• _SHORT TASK_: Please reproduce all of the items below word for word, leaving out the pictures.

(Labeled point records)
========================
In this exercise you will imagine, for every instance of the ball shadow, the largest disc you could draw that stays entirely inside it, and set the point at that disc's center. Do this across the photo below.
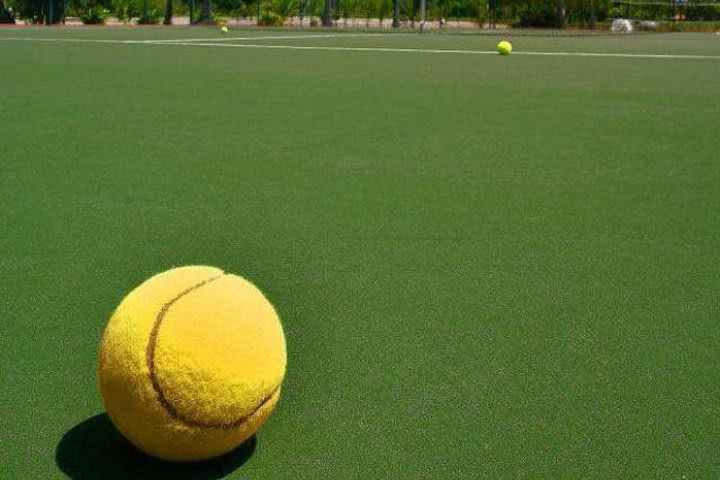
(95, 450)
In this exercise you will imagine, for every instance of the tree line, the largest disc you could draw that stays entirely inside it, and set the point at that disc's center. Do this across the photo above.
(518, 13)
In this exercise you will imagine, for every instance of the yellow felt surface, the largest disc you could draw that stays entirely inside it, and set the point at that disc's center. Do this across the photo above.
(220, 351)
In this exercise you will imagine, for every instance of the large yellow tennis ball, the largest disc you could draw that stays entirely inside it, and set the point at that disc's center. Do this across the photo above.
(504, 47)
(191, 363)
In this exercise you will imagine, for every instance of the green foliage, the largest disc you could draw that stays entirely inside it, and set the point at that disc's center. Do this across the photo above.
(268, 18)
(94, 16)
(153, 17)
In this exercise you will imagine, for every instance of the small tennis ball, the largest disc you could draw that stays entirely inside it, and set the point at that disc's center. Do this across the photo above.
(191, 363)
(504, 47)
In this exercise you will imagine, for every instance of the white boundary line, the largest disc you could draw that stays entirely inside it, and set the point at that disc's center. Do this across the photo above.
(200, 43)
(278, 37)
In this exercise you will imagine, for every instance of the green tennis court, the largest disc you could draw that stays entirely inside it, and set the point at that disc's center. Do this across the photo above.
(486, 266)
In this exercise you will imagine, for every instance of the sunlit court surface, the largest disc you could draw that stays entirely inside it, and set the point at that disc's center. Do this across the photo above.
(485, 265)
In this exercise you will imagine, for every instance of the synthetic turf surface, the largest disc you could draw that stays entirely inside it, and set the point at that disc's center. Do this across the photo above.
(487, 267)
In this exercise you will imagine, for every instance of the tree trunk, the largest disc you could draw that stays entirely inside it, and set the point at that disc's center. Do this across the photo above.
(168, 12)
(560, 14)
(206, 13)
(328, 13)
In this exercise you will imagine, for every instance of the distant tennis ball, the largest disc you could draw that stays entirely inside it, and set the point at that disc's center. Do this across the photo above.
(191, 363)
(504, 47)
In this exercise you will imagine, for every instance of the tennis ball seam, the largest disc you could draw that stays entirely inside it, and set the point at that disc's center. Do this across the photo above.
(150, 360)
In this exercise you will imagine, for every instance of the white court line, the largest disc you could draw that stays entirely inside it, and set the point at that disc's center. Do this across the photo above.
(275, 37)
(365, 49)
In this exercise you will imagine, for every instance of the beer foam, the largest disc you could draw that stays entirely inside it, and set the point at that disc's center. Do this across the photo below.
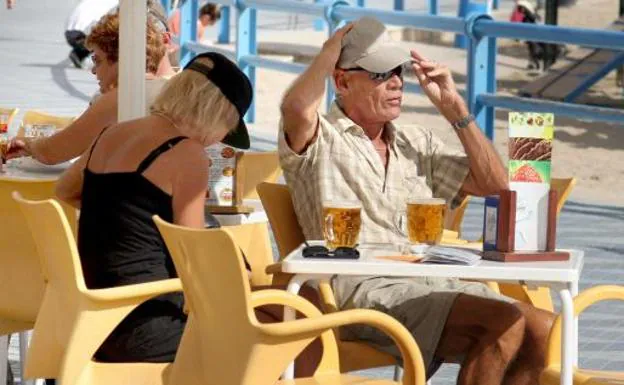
(427, 201)
(342, 204)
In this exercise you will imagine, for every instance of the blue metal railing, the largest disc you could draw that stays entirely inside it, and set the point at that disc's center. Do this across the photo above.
(481, 30)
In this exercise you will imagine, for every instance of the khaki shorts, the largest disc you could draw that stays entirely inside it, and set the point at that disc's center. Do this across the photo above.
(422, 305)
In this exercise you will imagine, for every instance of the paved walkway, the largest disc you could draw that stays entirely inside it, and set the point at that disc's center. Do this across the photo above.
(35, 74)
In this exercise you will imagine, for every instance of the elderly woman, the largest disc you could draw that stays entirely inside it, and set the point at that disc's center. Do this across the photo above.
(152, 166)
(103, 40)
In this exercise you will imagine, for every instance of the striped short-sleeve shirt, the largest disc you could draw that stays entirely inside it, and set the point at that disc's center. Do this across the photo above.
(342, 164)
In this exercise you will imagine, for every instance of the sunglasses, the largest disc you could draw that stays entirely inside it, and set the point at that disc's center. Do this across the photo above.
(323, 252)
(380, 76)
========================
• _RESPONSE TO THIS EXERCISE_:
In this exercise you will imagine, for every instance of the ball shadow, the largest disc you could draw that stays entirely inside it, and set the point at that disc's center. Do this across the photo below.
(95, 450)
In this exercise you will imagine, for every instance of the tree line, the largest disc you could draw that stays entirely inside it, and set the point at that disc's center. Do this across the photo above.
(518, 13)
In this exercise you will imagine, for every instance of the yellow felt surface, the largest disc you could draw that stays entirely inside it, and set the point at that disc's center. Do this across the photo above.
(220, 351)
In this exercise you will imagine, for every instance of the large yellow tennis ball, the largest disc you could draw that stays entirely inside it, and set the point at that disc's center. Do this across the photo above.
(504, 47)
(191, 363)
In this exercise you will imagine, for every instance of the green foliage, the largest disc you could draw that stays entirely inside it, and set the point at that disc's center. Do this across the photo above.
(268, 18)
(94, 16)
(153, 17)
In this exercise you will imagine, for every instance of the small tennis ball, the largest disc you could draw that stays entirely inside it, and set the point at that disc's center. Do this across the photo above.
(191, 363)
(504, 47)
In this exercise you will imagine, for every instance of the white boundary line, the largest disc you could draw that stays entirely inside it, and set the point at that disc's center. Do this across the photo above.
(200, 43)
(278, 37)
In this exercise you will imagine, for every instance of the green tennis court, the largest disc you could draw that stays entirely inside it, and set the point at that disc's center. Do this across the photo above.
(486, 266)
In this exercise you will imagine, for every instance of the sunlit court surface, the largest disc you could draw that stays entirely inside it, and set the point at that disc's center. Do this across the photo above.
(485, 265)
In this exercise you will imagine, for every instance of the synthetic turf surface, the largest disc you could draw that stays entirely inside it, and set the point at that disc's center. Do this across the photo above.
(487, 267)
In this exercise you will imagine, for every instance of the tree trunk, the largest disc you could draw that stays entirely inside it, and set the point at that disc's center. Do this across the photo above.
(168, 12)
(560, 14)
(206, 13)
(328, 13)
In this exercise you will imagine, for every instance of the distant tennis ball, the largest disc you could draw that stays entirely inside it, and set the point at that disc's center. Do this across the photo above.
(191, 363)
(504, 47)
In this exercise you will imagine, for every instance of the tennis ball seam, the largest disc you could draw that stays entirely inside it, and set the point at that disc's center. Do this across the photo above.
(150, 360)
In this exercise you will imagine, for every instance of the white court line, the largest disc you could draw that stays entirely inside it, and set the point at that disc's center. Do this across the photo above.
(275, 37)
(365, 49)
In this exercise you will imagine, for every instance of the beer foam, the largest disc you could draw that stays entirely inside it, and set the point at that disc's center. Do this across the photo below.
(427, 201)
(342, 204)
In this exercise you will imagine, for every instance of the blue metal railing, the largest disc you could draw that stays entirely inside it, and set the point at that disc's center. Do this across the photo above.
(481, 30)
In this exercise you will imagine, for every instance of the khaki shorts, the largest disc you could draw that stays entirely inside it, and set the point at that disc's center. Do this across the photo above.
(422, 305)
In this exercise you will imagine, for every instance of the paved walkway, the largest disc you could draw that stays entirely inside it, and set the point at that disc's center. Do this across the photo above.
(35, 74)
In this exercise you will imagine, for every instance of the elderly woman, the largest disc you could draw that stays entirely inside it, and set the point at that disc's center. Do this across the photo above.
(152, 166)
(103, 40)
In this exercise you will imagine, for every instance of the striped short-sleeve shirt, the largest disc you could draw that stays entirely inside it, and set the point at that disc's center. Do this across the photo above.
(342, 164)
In this exercise you will imagine, for every instance of the sunglasses, the largest disc you could draw that stays entirely inside it, and set the point at that disc's center. Do this across the photo above.
(323, 252)
(380, 76)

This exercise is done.